## Exercise text:
● ● ● ● ● ● ●

ORRIN DEVINSKY, MD: The intracranial anti-epileptic drug delivery system // is a device that would be able to store medication in small amounts in a reservoir, let's say in the upper chest, and then deliver it locally to a region of the brain from which seizures arose.
And the advantages of such a delivery system are multiple. For one, the medication would not need to be taken orally. It would not need to pass through the GI system and the liver and the bone marrow and the heart and the kidneys and the skin, which can all cause significant side effects for many people.
In addition, the drug going through the blood system, goes to all parts of the brain. And it may be that the seizures literally come from one or two percent of abnormal brain tissue and yet we're dousing 100 percent of the brain cells with the medication. How much better would it be to give five times the concentration of the medication to that two percent of already abnormal cells and not hit the other 90 percent of perfectly normal, well-functioning brain cells with medications that can have side effects, which is now what we currently do.
ANNOUNCER: As with any new medical product, safety is always a concern.
ORRIN DEVINSKY, MD: The safety of the intracranial anti-epileptic drug delivery system is too young to know. In principle, it should be very safe. I think, with any of the devices that go into the brain, whether it be one of the stimulation devices or a drug delivery device, perhaps the biggest fear would be that of infection, which, in well-controlled and experienced centers, should be less than one percent, but I think we need to get more experience to know what that number would be. Apart from that, I think the risks are probably quite low.

● ● ● ● ● ● ●

Saved data entries:

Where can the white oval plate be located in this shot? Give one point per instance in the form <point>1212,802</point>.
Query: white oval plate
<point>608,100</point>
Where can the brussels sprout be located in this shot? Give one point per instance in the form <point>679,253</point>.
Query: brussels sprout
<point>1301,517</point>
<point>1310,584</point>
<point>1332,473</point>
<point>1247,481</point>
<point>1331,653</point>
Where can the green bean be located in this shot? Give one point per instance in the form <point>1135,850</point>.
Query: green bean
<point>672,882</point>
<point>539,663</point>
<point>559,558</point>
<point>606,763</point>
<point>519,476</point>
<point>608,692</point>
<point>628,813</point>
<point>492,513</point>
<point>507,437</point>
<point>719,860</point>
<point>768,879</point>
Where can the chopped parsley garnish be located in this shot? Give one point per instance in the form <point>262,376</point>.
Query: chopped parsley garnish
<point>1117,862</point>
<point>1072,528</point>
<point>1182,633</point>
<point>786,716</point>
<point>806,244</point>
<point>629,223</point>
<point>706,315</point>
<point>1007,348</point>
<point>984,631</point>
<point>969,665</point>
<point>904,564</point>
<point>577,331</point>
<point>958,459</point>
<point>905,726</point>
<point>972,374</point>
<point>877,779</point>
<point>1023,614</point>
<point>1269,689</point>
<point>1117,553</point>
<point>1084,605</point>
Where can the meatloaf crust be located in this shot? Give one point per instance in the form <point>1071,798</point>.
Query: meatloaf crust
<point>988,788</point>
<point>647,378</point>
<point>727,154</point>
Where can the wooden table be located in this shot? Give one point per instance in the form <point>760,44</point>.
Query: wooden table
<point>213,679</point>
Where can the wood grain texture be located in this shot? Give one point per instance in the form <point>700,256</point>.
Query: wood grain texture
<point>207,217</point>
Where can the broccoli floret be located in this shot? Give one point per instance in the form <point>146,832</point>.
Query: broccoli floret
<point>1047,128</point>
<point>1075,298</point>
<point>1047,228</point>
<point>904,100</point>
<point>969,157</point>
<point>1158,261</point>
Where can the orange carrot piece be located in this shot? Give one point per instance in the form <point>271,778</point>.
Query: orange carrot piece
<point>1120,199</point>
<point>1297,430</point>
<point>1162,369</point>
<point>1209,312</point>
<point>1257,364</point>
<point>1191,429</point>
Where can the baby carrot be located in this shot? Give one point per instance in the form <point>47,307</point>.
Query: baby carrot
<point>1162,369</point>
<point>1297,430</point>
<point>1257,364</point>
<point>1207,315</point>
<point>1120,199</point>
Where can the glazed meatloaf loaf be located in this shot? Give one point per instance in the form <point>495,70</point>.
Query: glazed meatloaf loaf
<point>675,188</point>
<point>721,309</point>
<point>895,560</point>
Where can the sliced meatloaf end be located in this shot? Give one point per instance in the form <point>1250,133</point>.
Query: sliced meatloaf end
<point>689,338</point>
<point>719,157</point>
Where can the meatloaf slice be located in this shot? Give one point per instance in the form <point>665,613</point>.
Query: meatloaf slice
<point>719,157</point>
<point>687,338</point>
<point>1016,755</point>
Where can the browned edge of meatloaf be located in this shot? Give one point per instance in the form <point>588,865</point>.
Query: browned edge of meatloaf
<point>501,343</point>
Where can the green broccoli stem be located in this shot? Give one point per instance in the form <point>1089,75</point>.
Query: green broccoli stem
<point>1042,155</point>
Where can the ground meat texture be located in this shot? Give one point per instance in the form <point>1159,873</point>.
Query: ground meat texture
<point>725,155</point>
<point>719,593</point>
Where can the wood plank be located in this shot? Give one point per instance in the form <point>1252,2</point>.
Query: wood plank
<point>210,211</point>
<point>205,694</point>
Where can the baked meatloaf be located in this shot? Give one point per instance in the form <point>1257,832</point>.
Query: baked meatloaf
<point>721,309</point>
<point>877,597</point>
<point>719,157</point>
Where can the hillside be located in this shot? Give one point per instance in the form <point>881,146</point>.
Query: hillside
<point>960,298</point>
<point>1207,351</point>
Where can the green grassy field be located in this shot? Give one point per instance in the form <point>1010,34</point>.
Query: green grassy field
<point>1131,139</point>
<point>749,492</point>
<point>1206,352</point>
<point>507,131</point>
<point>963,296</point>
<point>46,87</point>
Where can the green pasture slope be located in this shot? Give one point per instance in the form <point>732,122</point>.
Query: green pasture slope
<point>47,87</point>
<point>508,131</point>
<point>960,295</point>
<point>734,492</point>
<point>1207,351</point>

● ● ● ● ● ● ●

## Work order 1:
What does the drug delivery transcript name as perhaps the biggest fear with devices that go into the brain?
## Work order 2:
Copy word for word the part of the drug delivery transcript that opens with the words containing "ORRIN DEVINSKY, MD: The safety" and closes with "probably quite low.".
## Work order 3:
Write the next part of the drug delivery transcript, picking up right after its last sentence.

## Answer area 1:
Infection.

## Answer area 2:
ORRIN DEVINSKY, MD: The safety of the intracranial anti-epileptic drug delivery system is too young to know. In principle, it should be very safe. I think, with any of the devices that go into the brain, whether it be one of the stimulation devices or a drug delivery device, perhaps the biggest fear would be that of infection, which, in well-controlled and experienced centers, should be less than one percent, but I think we need to get more experience to know what that number would be. Apart from that, I think the risks are probably quite low.

## Answer area 3:
ANNOUNCER: Although it is uncertain when these devices will be available, experimental products such as these offer an opportunity to achieve a seizure-free existence to people with the most extreme forms of epilepsy.
ORRIN DEVINSKY, MD: I think, as one looks to the future and other techniques for the treatment of epilepsy, there will be several out there. Gene-based therapies, although we hoped they would be out here five years ago for cancer, for neurological disorders; they're not quite there yet. And yet the promise of gene therapies is enormous, so I think that's one form of therapy that will probably be out there soon.
There are many drugs in development, and then hopefully we will learn, with some of the devices that we have already, how to use them better and to target their effectiveness in a much greater way.